====== Selected extract

Mini daffodils for sale at Oak Street Garden Shop.
Many Americans dream of opening their own business. However, for many entrepreneurs, the reality doesn’t match the dream, at least not for long.
Approximately 20% of new businesses fail during the first two years, 45% fail during the first five years and 65% during the first 10 years, according to the U.S. Bureau of Labor Statistics.
Not only that, but only 25% of new businesses last 15 years or more.
These stark numbers make it seem all the more miraculous when a retail store like Oak Street Garden Shop in Crestline achieves success. The store is operated by Mountain Brook resident Billy Angell.
Angell and his employees observed the shop’s 30th anniversary in 2020, and the milestone didn’t go uncelebrated in the city.
In November, Mayor Stewart Welch and the City Council presented Angell with a key to the city to commemorate his shop’s long, successful run.
They also recognized the owners of another local institution, Bongiorno Italian Restaurant, which has been open for 33 years.
In January, the council recognized Angell at their regular virtual meeting.
“I feel like I’m extremely lucky to be able to do business, not only in the community I grew up in, but what I would consider to be one of the finest communities in the country,” Angell told members.

============
====== Data listing

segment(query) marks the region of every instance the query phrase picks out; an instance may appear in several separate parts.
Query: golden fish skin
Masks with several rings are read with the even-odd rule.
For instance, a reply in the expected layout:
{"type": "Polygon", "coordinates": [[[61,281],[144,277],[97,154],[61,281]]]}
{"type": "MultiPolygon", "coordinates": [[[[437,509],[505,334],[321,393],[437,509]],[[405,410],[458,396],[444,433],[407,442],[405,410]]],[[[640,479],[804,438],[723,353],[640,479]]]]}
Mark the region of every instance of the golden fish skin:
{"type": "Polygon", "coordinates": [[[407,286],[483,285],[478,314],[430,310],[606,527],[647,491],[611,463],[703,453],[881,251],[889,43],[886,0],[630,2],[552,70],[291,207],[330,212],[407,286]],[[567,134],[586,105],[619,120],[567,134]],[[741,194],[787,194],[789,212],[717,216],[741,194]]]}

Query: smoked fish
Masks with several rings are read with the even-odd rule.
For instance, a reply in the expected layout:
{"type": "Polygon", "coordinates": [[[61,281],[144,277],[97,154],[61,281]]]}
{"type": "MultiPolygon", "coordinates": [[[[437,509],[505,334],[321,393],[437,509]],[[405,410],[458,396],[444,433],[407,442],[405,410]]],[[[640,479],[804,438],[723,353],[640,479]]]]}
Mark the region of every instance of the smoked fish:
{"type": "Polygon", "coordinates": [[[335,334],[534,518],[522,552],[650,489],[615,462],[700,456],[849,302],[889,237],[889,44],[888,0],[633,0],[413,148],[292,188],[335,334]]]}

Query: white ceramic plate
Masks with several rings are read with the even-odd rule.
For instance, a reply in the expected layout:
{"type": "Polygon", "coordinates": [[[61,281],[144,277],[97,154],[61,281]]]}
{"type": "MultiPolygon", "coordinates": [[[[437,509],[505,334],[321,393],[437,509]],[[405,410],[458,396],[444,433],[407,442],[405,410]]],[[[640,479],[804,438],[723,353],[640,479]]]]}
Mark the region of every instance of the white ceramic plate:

============

▶ **Problem set**
a: Format the records as a JSON list of strings, one string per line and no blank lines, starting at the line containing "Query: smoked fish" and running through the end of the records, both ends included.
b: Resume the article on Oak Street Garden Shop's 30th anniversary from its last sentence.

▶ **Final results**
a:
[
  "Query: smoked fish",
  "Masks with several rings are read with the even-odd rule.",
  "For instance, a reply in the expected layout:",
  "{\"type\": \"Polygon\", \"coordinates\": [[[61,281],[144,277],[97,154],[61,281]]]}",
  "{\"type\": \"MultiPolygon\", \"coordinates\": [[[[437,509],[505,334],[321,393],[437,509]],[[405,410],[458,396],[444,433],[407,442],[405,410]]],[[[640,479],[804,438],[723,353],[640,479]]]]}",
  "Mark the region of every instance of the smoked fish:",
  "{\"type\": \"Polygon\", \"coordinates\": [[[335,334],[534,518],[522,552],[650,489],[615,462],[700,456],[849,302],[889,237],[889,44],[888,0],[633,0],[413,148],[292,188],[335,334]]]}",
  "Query: white ceramic plate",
  "Masks with several rings are read with the even-odd rule.",
  "For instance, a reply in the expected layout:",
  "{\"type\": \"Polygon\", \"coordinates\": [[[61,281],[144,277],[97,154],[61,281]]]}",
  "{\"type\": \"MultiPolygon\", \"coordinates\": [[[[437,509],[505,334],[321,393],[437,509]],[[405,410],[458,396],[444,433],[407,442],[405,410]]],[[[640,479],[804,438],[723,353],[640,479]]]]}",
  "Mark the region of every instance of the white ceramic plate:"
]

b:
“It’s a wonderful community and wonderful customers,” he said.
Angell also praised the city government for the support he’s received. City leaders “bent over backwards to help me get in business” in 1990, he said.
In addition, “the city — every time there has been an issue — has always come to my rescue, so I feel very fortunate there,” Angell said.
His success seems to include other factors, as well.
Angell is well-known in his hometown. His employees are knowledgeable and well-trained, and the shop is known for its customer service.
In addition, Angell possesses good business skills, long years of experience in the plant business and a lifelong love for gardening.
A Mountain Brook native, Angell always helped out in the yard as a kid.
“I grew up having chores,” he said. “We were of an age where you didn’t get your allowance until you cut the grass, and if you wanted spending money you cut grass for other people during the summer.”
Angell attended Mountain Brook High School for one year before going to St. Andrews School in Sewanee, Tennessee, where he graduated in 1970.
He also attended UAB and studied mathematics.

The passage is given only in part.